- _Excerpt_:

---+---

[lit-ideas] Re: The Final Finger of Fate

  • From: John Wager <john.wager1@xxxxxxxxxxx>
  • To: lit-ideas@xxxxxxxxxxxxx
  • Date: Sat, 16 Sep 2006 13:35:03 -0500

Andy Amago wrote:


. . .There was a big bang. There was no matter before the big bang, only unimaginably condensed energy. As the energy exploded, in that first trillionth of second (or something like that), the energy began to cool and precipitate out into matter.

What happened just BEFORE the "Big Bang?" It's not just theists and deists who ask this question; physicists are beginning to think that maybe there is a way to ask it and stay inside physics. But to just ask the question is to raise most of the issues Aquinas et. al. tried to
deal with: Why was there something THERE, THEN and not something the moment before? How did the universe, which obviously was "not" until then, come into being? The big bang is evidence that the universe is not automatically, eternally existent, but whence came it?

---+---

- _Written request 1_:
Answer these questions about the mailing-list post:
(a) On what date was the post sent?
(b) According to the quoted passage, what existed before the big bang?
(c) Which thinker does the reply name as having tried to deal with these issues?
The post and the listing have nothing to do with each other.

---+---

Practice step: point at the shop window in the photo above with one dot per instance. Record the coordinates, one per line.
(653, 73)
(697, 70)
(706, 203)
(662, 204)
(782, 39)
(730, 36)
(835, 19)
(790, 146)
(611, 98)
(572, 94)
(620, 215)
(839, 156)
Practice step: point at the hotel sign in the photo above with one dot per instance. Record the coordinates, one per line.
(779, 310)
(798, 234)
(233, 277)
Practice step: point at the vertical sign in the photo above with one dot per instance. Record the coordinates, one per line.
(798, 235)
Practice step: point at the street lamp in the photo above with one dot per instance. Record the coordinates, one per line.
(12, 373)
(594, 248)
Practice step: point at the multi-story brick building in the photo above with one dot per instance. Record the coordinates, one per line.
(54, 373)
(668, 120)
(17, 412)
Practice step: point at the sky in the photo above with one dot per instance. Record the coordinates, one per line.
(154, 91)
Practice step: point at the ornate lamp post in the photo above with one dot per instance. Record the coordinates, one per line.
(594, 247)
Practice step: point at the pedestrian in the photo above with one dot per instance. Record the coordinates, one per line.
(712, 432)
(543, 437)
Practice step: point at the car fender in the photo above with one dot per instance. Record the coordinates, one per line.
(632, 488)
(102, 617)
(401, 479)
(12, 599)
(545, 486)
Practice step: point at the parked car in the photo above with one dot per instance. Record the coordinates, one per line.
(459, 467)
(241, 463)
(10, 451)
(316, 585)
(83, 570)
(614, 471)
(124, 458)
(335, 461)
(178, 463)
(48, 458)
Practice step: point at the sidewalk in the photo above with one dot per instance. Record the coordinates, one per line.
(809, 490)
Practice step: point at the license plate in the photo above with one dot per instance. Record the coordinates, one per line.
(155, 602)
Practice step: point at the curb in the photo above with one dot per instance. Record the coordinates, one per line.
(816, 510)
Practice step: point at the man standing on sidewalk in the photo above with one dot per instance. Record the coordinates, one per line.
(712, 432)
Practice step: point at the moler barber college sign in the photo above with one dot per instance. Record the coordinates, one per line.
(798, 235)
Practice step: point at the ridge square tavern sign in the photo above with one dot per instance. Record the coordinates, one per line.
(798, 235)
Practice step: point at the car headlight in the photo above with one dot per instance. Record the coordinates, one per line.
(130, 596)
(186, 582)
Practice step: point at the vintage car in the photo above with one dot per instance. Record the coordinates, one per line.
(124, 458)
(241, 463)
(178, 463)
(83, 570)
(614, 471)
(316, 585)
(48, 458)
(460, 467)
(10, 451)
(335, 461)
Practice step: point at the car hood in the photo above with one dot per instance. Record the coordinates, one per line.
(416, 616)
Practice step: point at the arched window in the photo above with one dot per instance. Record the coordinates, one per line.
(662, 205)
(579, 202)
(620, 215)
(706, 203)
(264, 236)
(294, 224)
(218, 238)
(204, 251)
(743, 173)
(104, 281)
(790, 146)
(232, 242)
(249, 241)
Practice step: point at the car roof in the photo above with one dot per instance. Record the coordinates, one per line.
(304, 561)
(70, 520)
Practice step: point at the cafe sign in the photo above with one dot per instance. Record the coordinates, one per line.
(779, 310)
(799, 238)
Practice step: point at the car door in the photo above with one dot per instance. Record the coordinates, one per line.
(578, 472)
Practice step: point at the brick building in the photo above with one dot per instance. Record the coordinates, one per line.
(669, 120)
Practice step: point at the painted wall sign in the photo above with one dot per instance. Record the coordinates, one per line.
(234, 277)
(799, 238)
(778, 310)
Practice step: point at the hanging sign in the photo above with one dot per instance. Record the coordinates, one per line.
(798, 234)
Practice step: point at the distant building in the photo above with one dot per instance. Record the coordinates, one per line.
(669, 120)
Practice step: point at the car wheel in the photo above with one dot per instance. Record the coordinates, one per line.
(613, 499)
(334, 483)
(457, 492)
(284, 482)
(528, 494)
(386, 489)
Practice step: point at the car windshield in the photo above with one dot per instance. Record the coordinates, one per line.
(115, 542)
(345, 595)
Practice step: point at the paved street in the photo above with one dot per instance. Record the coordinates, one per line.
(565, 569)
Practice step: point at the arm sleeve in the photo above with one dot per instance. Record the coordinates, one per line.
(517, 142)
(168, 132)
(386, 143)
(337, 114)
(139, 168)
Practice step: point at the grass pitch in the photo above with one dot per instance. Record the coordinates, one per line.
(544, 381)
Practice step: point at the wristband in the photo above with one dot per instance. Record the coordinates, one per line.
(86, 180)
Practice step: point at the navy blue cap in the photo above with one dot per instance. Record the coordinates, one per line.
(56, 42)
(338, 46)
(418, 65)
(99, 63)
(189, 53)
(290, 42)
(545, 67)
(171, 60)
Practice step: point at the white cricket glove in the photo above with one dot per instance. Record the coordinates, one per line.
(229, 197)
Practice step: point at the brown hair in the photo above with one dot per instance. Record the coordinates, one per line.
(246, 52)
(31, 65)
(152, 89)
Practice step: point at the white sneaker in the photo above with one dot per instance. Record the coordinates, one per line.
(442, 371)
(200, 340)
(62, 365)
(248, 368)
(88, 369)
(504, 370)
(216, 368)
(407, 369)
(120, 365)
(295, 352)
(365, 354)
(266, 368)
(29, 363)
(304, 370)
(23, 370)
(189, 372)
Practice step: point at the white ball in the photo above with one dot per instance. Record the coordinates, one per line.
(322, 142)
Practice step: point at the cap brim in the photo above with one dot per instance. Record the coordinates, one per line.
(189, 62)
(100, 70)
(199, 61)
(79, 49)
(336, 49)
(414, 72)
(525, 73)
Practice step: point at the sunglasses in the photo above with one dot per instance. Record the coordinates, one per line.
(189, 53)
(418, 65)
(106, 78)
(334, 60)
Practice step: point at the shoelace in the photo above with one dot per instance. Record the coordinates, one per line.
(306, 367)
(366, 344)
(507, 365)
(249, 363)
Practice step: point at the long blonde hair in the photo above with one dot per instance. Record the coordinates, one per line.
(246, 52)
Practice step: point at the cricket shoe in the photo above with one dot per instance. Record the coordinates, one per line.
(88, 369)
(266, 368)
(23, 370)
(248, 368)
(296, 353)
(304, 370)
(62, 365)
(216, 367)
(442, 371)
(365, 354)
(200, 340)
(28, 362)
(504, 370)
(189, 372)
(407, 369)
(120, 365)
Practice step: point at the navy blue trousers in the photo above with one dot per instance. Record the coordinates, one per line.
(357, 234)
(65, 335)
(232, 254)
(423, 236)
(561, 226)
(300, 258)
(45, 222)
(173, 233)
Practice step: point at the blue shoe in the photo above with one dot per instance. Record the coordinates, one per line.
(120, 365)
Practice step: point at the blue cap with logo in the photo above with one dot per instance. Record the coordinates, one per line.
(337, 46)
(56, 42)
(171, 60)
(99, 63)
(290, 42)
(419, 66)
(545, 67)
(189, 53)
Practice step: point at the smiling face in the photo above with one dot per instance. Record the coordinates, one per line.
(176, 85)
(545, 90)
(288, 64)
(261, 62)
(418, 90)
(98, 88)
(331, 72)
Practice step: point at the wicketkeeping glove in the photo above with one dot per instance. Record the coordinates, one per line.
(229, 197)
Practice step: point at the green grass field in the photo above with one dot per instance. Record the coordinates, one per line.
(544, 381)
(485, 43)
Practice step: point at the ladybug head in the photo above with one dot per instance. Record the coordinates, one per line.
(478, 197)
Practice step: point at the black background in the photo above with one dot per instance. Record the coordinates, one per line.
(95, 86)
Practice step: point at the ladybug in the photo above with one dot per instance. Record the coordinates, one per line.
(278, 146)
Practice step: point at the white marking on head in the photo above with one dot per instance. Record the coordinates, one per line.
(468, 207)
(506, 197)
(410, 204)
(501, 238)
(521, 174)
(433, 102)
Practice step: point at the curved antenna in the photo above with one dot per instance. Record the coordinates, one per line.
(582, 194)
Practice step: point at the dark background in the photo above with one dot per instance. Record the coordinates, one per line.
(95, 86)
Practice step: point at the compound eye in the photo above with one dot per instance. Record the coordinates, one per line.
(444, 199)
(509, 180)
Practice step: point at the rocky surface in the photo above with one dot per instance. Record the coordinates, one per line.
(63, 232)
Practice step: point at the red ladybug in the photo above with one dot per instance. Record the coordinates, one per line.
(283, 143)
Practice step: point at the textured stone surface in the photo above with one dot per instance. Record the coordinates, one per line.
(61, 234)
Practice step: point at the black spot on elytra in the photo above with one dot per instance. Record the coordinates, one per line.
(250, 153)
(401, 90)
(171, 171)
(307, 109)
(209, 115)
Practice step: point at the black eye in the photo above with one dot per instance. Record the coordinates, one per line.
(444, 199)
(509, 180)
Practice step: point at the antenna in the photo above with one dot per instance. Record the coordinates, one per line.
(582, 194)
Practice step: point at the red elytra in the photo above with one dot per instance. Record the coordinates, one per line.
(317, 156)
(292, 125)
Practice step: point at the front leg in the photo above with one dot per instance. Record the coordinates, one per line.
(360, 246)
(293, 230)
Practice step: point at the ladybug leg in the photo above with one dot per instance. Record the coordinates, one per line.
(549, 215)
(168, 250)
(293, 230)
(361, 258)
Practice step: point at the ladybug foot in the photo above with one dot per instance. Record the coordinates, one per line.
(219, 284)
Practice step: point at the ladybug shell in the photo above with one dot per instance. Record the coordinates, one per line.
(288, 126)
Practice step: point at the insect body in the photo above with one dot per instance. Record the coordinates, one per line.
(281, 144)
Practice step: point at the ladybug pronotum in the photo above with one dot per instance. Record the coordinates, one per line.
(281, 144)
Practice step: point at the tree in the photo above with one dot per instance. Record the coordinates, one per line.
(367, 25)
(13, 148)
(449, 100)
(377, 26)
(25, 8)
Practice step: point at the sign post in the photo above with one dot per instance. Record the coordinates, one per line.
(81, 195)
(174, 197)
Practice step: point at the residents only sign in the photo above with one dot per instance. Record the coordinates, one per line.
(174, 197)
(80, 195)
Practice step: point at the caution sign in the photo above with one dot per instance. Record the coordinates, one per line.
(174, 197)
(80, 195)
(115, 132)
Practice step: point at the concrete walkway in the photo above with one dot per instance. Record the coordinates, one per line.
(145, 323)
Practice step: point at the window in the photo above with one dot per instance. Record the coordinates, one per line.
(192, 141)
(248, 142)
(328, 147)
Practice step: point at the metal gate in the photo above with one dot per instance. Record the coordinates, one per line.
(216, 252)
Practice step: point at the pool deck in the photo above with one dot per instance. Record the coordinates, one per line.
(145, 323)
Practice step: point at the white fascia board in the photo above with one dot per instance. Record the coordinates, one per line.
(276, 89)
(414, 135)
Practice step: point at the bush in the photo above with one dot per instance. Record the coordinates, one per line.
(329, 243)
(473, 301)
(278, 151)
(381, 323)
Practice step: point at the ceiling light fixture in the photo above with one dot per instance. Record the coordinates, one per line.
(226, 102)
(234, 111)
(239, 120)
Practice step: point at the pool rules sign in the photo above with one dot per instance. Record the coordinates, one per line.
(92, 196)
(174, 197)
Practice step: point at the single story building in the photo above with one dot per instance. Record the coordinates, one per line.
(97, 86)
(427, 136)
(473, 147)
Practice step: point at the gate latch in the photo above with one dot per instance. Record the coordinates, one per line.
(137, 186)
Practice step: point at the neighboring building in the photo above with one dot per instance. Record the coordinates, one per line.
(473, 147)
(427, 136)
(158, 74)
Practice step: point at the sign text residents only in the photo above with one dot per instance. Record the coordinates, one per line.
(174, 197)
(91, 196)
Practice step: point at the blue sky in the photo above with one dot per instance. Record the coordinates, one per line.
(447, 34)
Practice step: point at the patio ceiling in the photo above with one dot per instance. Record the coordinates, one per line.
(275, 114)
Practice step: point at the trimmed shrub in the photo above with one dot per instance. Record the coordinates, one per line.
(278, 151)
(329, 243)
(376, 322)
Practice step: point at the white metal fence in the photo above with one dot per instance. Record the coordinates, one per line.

---+---

- _Written request 2_:
How many lines of the listing contain the string "pool"? Matching is case-sensitive. Reply with the number only.

- _Exercise response 1_:
(a) Saturday, 16 September 2006
(b) Only unimaginably condensed energy
(c) Aquinas

- _Exercise response 2_:
2